- TASK STATEMENT
Everything in the listing must be transcribed exactly, from the first line to the last.

- SOURCE DATA
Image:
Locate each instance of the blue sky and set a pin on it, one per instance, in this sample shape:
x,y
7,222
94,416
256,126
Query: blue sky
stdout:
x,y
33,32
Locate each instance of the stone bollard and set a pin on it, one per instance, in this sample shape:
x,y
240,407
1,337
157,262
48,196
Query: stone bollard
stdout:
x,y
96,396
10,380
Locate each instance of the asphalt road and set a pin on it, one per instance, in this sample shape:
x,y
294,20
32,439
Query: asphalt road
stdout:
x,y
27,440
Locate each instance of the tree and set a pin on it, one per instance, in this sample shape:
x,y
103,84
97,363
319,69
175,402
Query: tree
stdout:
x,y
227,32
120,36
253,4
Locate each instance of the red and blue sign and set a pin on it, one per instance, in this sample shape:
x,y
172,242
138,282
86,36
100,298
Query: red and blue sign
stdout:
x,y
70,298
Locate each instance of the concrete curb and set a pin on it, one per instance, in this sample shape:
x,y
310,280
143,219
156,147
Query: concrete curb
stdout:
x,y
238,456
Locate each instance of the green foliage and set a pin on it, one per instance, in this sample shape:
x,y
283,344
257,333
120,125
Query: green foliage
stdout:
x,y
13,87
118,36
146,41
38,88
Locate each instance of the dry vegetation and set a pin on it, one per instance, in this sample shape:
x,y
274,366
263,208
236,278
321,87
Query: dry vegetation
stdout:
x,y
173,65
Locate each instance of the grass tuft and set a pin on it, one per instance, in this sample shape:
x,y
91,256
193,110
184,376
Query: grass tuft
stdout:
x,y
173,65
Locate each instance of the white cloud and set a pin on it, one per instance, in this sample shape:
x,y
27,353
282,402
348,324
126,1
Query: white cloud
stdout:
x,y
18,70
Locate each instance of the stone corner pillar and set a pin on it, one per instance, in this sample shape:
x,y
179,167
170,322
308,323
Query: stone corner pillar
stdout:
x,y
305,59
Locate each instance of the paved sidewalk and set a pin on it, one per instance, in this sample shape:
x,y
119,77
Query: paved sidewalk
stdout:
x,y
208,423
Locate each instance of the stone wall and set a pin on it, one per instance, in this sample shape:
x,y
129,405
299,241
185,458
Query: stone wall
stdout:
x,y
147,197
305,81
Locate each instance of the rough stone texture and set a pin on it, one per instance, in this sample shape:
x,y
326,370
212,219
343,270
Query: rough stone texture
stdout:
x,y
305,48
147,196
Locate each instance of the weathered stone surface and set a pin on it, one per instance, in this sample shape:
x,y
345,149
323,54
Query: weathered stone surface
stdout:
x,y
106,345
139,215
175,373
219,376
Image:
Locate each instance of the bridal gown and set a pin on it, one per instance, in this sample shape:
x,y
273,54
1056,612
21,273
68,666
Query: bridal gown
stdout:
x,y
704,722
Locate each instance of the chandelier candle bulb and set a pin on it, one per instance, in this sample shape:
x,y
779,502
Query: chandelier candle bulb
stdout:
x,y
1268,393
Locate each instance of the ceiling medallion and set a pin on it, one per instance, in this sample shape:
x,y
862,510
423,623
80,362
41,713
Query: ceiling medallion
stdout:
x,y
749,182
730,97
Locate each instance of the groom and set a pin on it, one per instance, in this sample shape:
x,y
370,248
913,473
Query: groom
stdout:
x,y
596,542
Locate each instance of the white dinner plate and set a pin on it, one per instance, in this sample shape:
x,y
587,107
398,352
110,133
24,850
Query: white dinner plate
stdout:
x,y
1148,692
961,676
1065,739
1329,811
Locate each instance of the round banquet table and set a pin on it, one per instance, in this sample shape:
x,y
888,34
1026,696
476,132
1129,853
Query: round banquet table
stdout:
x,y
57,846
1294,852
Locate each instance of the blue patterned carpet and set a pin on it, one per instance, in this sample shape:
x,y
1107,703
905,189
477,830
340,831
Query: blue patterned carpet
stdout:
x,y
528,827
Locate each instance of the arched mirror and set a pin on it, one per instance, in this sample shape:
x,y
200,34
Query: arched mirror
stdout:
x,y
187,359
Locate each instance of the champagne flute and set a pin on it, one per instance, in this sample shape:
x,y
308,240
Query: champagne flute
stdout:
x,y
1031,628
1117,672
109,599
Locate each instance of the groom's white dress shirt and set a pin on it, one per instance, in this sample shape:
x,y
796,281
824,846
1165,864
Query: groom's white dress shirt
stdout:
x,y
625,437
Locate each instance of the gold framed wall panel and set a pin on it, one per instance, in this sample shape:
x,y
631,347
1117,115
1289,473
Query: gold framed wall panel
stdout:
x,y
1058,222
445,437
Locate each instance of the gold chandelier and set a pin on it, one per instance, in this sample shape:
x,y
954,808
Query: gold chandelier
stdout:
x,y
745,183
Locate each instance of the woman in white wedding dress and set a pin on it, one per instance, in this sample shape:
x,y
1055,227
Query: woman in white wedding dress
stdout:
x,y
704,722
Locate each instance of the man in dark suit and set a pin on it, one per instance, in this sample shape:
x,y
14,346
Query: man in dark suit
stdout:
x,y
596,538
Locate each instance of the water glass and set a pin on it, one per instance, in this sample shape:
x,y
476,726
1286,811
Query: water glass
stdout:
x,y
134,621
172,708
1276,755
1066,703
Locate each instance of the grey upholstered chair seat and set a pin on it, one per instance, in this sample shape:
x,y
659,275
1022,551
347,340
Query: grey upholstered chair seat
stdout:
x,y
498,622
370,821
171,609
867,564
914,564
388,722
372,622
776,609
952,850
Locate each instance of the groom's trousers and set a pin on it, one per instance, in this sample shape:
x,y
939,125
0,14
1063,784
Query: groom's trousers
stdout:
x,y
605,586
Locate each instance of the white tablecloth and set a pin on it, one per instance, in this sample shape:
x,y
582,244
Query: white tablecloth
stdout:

- WRITTEN RESPONSE
Image:
Locate each instance of the blue sky and set a pin on it, one per instance, in this sample shape:
x,y
7,222
94,416
256,126
Query: blue sky
stdout:
x,y
33,32
Locate each instance of the stone bollard and set a pin on it, one per instance, in this sample shape:
x,y
240,407
1,337
157,262
48,196
Query: stone bollard
stdout:
x,y
96,396
10,380
Locate each instance of the asphalt road and set a pin on it, one per instance, in this sample shape:
x,y
294,20
32,439
Query: asphalt road
stdout:
x,y
27,440
Locate each instance of the tree and set a pin on it, one per instance, in this sample shape:
x,y
103,84
97,363
319,69
175,402
Query: tree
stdout:
x,y
227,32
120,36
253,4
Locate each instance of the red and blue sign and set a pin on it, one per instance, in this sample shape:
x,y
172,242
138,282
86,36
100,298
Query: red and blue sign
stdout:
x,y
70,298
Locate each instance of the concrete curb and set a pin on it, one per instance, in this sample shape:
x,y
310,280
143,219
156,147
Query: concrete curb
stdout:
x,y
238,456
Locate each instance of the green foliage and set a pin on it, one per instance, in this sample shape:
x,y
283,344
257,333
120,125
Query: green foliage
stdout:
x,y
13,87
118,36
146,41
38,88
Locate each instance of the dry vegetation and set a pin on it, one per instance, in this sample shape:
x,y
274,366
263,208
236,278
321,87
Query: dry vegetation
stdout:
x,y
173,65
Locate each instance of the grass tuft and set a pin on it, one per instance, in this sample shape:
x,y
91,256
193,110
184,376
Query: grass tuft
stdout:
x,y
173,65
Locate each instance of the white cloud and set a pin on it, one per instance, in this sample shape:
x,y
27,353
282,402
348,324
126,1
Query: white cloud
stdout:
x,y
18,70
Locate each instance of the stone corner pillar and set a pin on it, one per instance, in this sample shape:
x,y
179,167
170,322
308,323
Query: stone corner pillar
stdout:
x,y
305,59
Locate each instance of the paved sidewalk and set a pin on it, one per instance, in this sample shape:
x,y
119,77
Query: paved sidewalk
stdout:
x,y
208,423
Locate each instance of the stone wall and set a pin on it, one per instance, in this sample shape:
x,y
129,405
299,241
185,458
Query: stone wall
stdout:
x,y
147,197
305,81
Locate each instance of the rough stone texture and set a pin on it, one per instance, in this sample shape:
x,y
326,370
212,219
343,270
Query: rough stone texture
stdout:
x,y
305,48
147,196
Locate each instance of the weathered stone surface and set a pin on it, one per instance, in this sample shape:
x,y
345,149
323,54
Query: weathered stone surface
stdout:
x,y
106,345
139,215
175,373
219,376
Image:
Locate each instance of the bridal gown and set a pin on it, one per instance, in this sample shape:
x,y
273,54
1056,612
21,273
68,666
Query: bridal gown
stdout:
x,y
704,722
Locate each instance of the chandelier candle bulb and set a pin on it, one per instance, in this sample shape:
x,y
779,502
Query: chandelier candle bulb
stdout:
x,y
1268,393
Locate each instance of the ceiling medallion and set a pin on it, one per instance, in this sample shape:
x,y
862,510
423,623
80,362
41,713
Query: ceiling medallion
stdout:
x,y
749,182
730,97
Locate each instance of the groom and set a pin on it, one per instance, in this sample shape:
x,y
370,248
913,473
Query: groom
stdout:
x,y
596,542
Locate each instance of the white dinner plate and set a pin on it, one per instance, in this sample shape:
x,y
587,107
398,352
110,133
24,850
Query: white dinner plate
stdout:
x,y
1148,692
961,676
1065,739
1329,811
Locate each instance of the round banquet table and set a pin on it, one per instance, in this sample shape:
x,y
888,34
1026,696
476,132
1129,853
Query: round banquet table
stdout:
x,y
57,846
1294,852
Locate each instance of the blue patterned carpet and set a pin on it, one per instance, in this sample shape:
x,y
1107,703
905,189
477,830
340,831
Query: blue patterned carpet
stdout:
x,y
528,827
Locate each instance of the arched mirror and set a pin on it, one per instance, in this sample shape:
x,y
200,34
Query: arched mirror
stdout:
x,y
187,359
Locate each instance of the champagne flute and set a pin on it, one per instance, in this sample shape:
x,y
308,240
Query: champagne flute
stdout:
x,y
1031,628
1117,672
109,599
Locate each instance of the groom's white dress shirt and set a pin on it, one per instance, in this sample shape:
x,y
796,281
824,846
1165,864
Query: groom's white dress shirt
stdout:
x,y
625,437
Locate each instance of the gold framed wall panel and set a pin on it, one per instance, in this sample shape:
x,y
631,347
1117,115
1289,473
Query: gold framed wall panel
stdout:
x,y
1058,222
445,437
Locate each instance of the gold chandelier and set a pin on it, one per instance, in this sample shape:
x,y
954,808
Query: gold chandelier
stdout:
x,y
745,183
Locate each instance of the woman in white wedding dress and set a pin on it, one per instance, in this sample shape:
x,y
1055,227
Query: woman in white wedding dress
stdout:
x,y
704,722
Locate each instance of the man in dark suit and set a pin on it, one per instance, in this sample shape:
x,y
14,346
Query: man in dark suit
stdout:
x,y
596,538
Locate each instance of the water glass and set a pin on it, one per instance, in this sample shape:
x,y
476,726
1286,811
Query: water glass
stdout:
x,y
134,621
172,708
1276,755
1066,703
Locate each instance of the grey upholstered chair seat and set a pin on it, one per instance, in this sample shape:
x,y
659,275
1022,551
347,340
Query: grey upholstered chair seat
stdout:
x,y
498,622
370,821
171,609
867,564
914,564
388,722
372,622
776,609
952,850
Locate each instance of the groom's trousers and set a pin on it, one per instance, in this sample shape:
x,y
939,125
0,14
1063,784
Query: groom's trousers
stdout:
x,y
605,586
Locate each instance of the white tablecloth and set a pin on it, one per instance, in this sample shape:
x,y
582,244
Query: white tablecloth
stdout:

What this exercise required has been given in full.